One thing that’s hard to recycle is the brightly coloured plastic twine which binds hay bales together. We get through so many bales (most of our animals eat hay!) that we are always looking for creative ways to use all the pink, orange and yellow string. 

 Join us for an experiment to see if we can weave with baling twine on our vintage upright loom.

Pollinators in East London  

From 4pm | Drop-in, no booking required 

Our site, though small, is home to an impressive array of wildlife, including thousands of pollinating insects. We’ll spend the afternoon learning about the site’s buzzing inhabitants, including in our newly established rubble garden. We also will explore the history and future of honey production in Whitechapel and Spitalfields, and the ways in which the honeybee captures human imagination and reflection more than any other creature.  

This will include a chance to look safely into our own honeybee colonies (weather depending!).

Stay and Play at the Ram and Magpie 

All day | Drop-in, no booking required 

Take a seat and watch your little ones play outdoors. We’ll have play equipment, sensory elements and trikes available all day for children to enjoy in the Ram and Magpie garden and den building materials for older kids in the grass walkway area. 

About the partners

DAYTIMERS

Founded in 2020, DAYTIMERS is a creative collective born on the internet during the global pandemic lockdown. The name pays homage to the daytime parties of the 1980s and 1990s, when young British Asians would skip school to dance to bhangra, garage and jungle in community spaces. In just a few years, DAYTIMERS has grown from an online idea into one of the most exciting voices in UK music and culture. At its heart is a mission to uplift South Asian artistry and platform talent.

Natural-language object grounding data
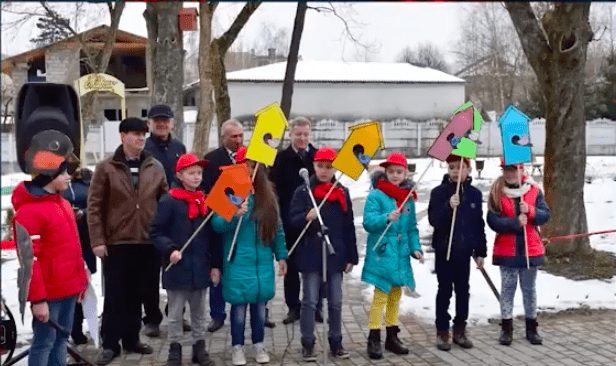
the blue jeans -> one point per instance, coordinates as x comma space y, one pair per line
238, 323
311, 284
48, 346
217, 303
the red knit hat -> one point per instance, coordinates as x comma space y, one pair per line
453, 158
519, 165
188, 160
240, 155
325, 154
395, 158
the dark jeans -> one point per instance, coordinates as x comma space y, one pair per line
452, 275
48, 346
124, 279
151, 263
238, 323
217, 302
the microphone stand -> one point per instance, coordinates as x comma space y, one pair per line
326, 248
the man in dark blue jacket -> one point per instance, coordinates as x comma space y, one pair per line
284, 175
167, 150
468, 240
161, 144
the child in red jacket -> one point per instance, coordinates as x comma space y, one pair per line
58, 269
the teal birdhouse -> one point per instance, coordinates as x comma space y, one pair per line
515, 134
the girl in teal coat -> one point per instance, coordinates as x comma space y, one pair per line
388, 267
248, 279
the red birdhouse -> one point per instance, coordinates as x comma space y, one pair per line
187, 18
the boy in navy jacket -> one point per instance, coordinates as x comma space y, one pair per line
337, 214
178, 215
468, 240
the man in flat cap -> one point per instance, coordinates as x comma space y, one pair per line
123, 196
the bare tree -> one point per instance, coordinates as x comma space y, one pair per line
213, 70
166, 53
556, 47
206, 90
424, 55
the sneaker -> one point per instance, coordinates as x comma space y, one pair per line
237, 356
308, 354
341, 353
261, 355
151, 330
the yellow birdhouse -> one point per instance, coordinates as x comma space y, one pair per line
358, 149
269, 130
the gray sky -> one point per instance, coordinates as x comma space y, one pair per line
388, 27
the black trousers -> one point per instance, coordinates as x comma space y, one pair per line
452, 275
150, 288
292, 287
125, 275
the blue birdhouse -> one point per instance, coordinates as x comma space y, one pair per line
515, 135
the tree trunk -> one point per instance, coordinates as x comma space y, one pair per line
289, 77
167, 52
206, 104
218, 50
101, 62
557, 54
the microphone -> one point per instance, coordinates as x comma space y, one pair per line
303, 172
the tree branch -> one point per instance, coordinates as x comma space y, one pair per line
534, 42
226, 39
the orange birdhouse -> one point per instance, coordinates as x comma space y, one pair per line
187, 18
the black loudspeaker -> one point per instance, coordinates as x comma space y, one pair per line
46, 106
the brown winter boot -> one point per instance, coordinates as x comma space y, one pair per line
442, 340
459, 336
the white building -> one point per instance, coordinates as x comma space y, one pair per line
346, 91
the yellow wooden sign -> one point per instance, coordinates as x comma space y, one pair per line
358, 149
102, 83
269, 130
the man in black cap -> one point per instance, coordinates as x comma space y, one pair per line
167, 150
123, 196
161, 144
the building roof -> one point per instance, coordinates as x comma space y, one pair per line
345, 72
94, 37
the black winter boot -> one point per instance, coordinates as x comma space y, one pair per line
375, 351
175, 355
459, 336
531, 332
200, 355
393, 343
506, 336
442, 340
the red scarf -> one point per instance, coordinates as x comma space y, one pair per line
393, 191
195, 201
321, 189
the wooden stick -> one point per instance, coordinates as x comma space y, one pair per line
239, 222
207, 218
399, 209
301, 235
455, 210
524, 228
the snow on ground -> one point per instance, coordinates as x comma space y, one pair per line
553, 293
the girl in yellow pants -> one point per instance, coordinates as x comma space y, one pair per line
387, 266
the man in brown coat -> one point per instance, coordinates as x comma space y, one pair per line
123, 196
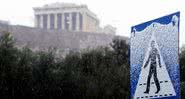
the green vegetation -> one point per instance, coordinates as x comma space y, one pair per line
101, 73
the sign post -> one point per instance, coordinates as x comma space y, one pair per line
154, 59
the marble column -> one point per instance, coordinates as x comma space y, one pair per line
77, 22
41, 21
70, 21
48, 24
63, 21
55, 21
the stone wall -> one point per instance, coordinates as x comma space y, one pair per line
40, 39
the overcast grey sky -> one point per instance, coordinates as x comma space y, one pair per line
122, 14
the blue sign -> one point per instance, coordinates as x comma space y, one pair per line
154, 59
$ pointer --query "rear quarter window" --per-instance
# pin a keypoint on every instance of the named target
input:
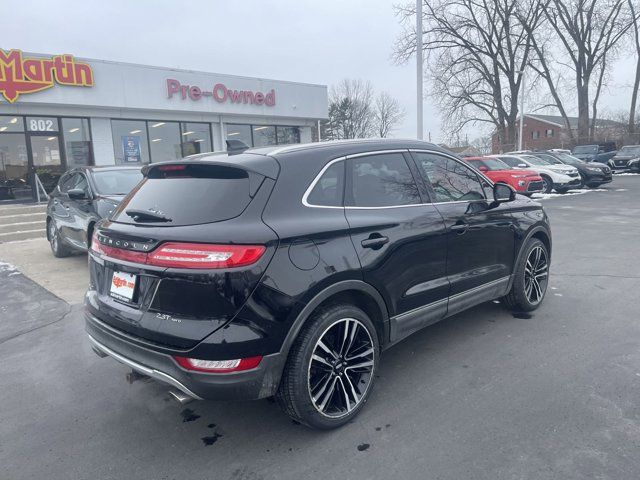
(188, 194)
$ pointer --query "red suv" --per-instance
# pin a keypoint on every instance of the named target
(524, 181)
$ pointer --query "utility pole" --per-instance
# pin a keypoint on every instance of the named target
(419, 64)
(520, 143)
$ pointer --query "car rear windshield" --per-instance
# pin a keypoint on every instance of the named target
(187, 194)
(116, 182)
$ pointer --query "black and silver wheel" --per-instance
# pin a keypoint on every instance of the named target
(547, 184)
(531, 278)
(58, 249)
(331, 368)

▶ Problem set:
1. Translate this sentence from the event listing into Spanish: "Take a seat and watch your little ones play outdoors."
2. For each statement, answer yes or no according to the event listing, and quote the words that decide it: (a) The Pollinators in East London session requires booking. (b) DAYTIMERS was founded in 2020. (c) Stay and Play at the Ram and Magpie runs only in the afternoon.

▶ Expected results:
1. Tome asiento y observe a sus pequeños jugar al aire libre.

2.
(a) No: "Drop-in, no booking required"
(b) Yes: "Founded in 2020, DAYTIMERS is a creative collective"
(c) No: "All day"